Perdebatan tentang nasionalisme dan Islam, seperti perdebatan Haji Agus Salim dengan Soekarno, maupun Natsir dan Soekarno, tidak relevan lagi untuk dipertanyakan, karena tokoh-tokoh Nasionalis-Islam seperti Agus Salim dan Natsir, tidak menafikan bahwa nasionalisme sebagai pemersatu bangsa. Untuk meyakinkan bahwa tidak ada dikotomi antara Islam dan Nasionalisme itu, M. Natsir sebagaimana dikutip Endang Saifuddin Anshari dalam Piagam Jakarta 22 Juni 1945, mengatakan; “Pergerakan Islam pulalah yang pertama-tama meretas jalan di negeri ini bagi kegiatan politik yang mencita-citakan kemerdekaan yang telah menebarkan benih kesatuan Indonesia,”
“Konsep nasionalisme dalam pengertian ikatan persatuan antaretnis untuk pertama kali dipakai dan memperoleh makna persatuan yang sesungguhnya oleh dan dari kalangan Islam,” sambung Natsir. Serupa, Deliar Noer dalam The Modernist Muslim Movement in Indonesia 1990-1942 menambahkan bahwa Islam identik dengan nasionalitas.
Muhammad Natsir sendiri dalam tindakannya sangat mendukung persatuan dan kesatuan bangsa. Hal itu dapat dilihat ketika Belanda berhasil memecah-belah negara Kesatuan Indonesia, menjadi negara Republik Serikat Indonesia (RIS). Negara RIS itu berakhir dengan pidato terkenal, yang diberi judul “Mosi Integral” dibacakan oleh Natsir dalam sidang parlemen tanggal 3 April 1950, dan orang menyebutnya sebagai proklamasi kedua Republik Indonesia, setelah Proklamasi 17 Agustus 1945.

#### INFORMASI YANG DIBERIKAN
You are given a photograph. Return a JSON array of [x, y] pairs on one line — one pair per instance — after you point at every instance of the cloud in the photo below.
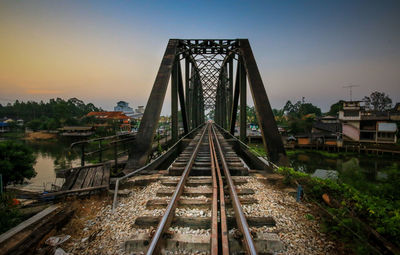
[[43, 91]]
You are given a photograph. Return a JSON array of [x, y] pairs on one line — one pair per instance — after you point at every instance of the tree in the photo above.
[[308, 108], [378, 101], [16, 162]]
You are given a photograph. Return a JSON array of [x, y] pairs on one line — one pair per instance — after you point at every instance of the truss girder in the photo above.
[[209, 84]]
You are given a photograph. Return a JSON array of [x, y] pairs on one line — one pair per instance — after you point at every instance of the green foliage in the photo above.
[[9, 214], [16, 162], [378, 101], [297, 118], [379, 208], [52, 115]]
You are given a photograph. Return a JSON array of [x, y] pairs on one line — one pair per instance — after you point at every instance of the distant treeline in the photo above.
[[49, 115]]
==
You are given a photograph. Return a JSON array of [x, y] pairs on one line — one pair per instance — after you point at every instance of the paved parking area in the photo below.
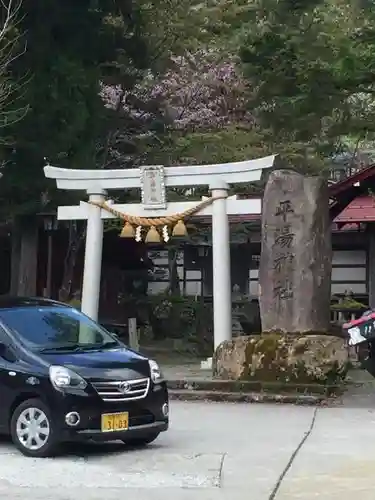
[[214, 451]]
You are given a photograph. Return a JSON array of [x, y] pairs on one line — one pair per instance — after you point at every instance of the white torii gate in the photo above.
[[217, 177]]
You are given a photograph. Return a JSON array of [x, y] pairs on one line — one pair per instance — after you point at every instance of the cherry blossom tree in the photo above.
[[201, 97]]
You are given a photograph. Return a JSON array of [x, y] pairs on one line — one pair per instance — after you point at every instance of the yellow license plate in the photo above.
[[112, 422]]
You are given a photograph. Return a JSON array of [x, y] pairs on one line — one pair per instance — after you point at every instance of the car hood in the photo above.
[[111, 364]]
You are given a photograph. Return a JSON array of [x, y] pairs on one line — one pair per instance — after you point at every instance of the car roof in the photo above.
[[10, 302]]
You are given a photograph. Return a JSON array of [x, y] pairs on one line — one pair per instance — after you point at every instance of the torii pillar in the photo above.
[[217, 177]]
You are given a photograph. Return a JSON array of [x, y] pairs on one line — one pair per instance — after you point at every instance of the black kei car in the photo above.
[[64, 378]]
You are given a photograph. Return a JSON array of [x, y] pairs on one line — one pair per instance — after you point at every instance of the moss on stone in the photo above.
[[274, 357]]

#### LATIHAN
A) Jawab pertanyaan berikut berdasarkan petikan tentang Natsir, Islam, dan nasionalisme:
(i) Dalam karya apa Endang Saifuddin Anshari mengutip pernyataan M. Natsir?
(ii) Menurut Deliar Noer, Islam identik dengan apa?
(iii) Pada tanggal berapa Natsir membacakan "Mosi Integral" dalam sidang parlemen?
B) Kutip baris-baris catatan di atas tanpa perubahan, mulai dari baris yang memuat "gate in the photo above." sampai baris yang memuat "[[274, 357]]", termasuk kedua baris tersebut.

#### JAWABAN PER TUGAS
A)
(i) Piagam Jakarta 22 Juni 1945
(ii) Nasionalitas
(iii) 3 April 1950

B)
You are given a photograph. Return a JSON array of [x, y] pairs on one line — one pair per instance — after you point at every instance of the white torii gate in the photo above.
[[217, 177]]
You are given a photograph. Return a JSON array of [x, y] pairs on one line — one pair per instance — after you point at every instance of the cherry blossom tree in the photo above.
[[201, 97]]
You are given a photograph. Return a JSON array of [x, y] pairs on one line — one pair per instance — after you point at every instance of the yellow license plate in the photo above.
[[112, 422]]
You are given a photograph. Return a JSON array of [x, y] pairs on one line — one pair per instance — after you point at every instance of the car hood in the photo above.
[[111, 364]]
You are given a photograph. Return a JSON array of [x, y] pairs on one line — one pair per instance — after you point at every instance of the car roof in the photo above.
[[10, 302]]
You are given a photograph. Return a JSON array of [x, y] pairs on one line — one pair per instance — after you point at every instance of the torii pillar in the photo above.
[[217, 177]]
You are given a photograph. Return a JSON array of [x, y] pairs on one line — one pair per instance — after you point at every instance of the black kei car in the photo above.
[[64, 378]]
You are given a photograph. Return a JSON array of [x, y] pairs on one line — one pair per instance — after you point at every instance of the moss on stone in the photo above.
[[274, 357]]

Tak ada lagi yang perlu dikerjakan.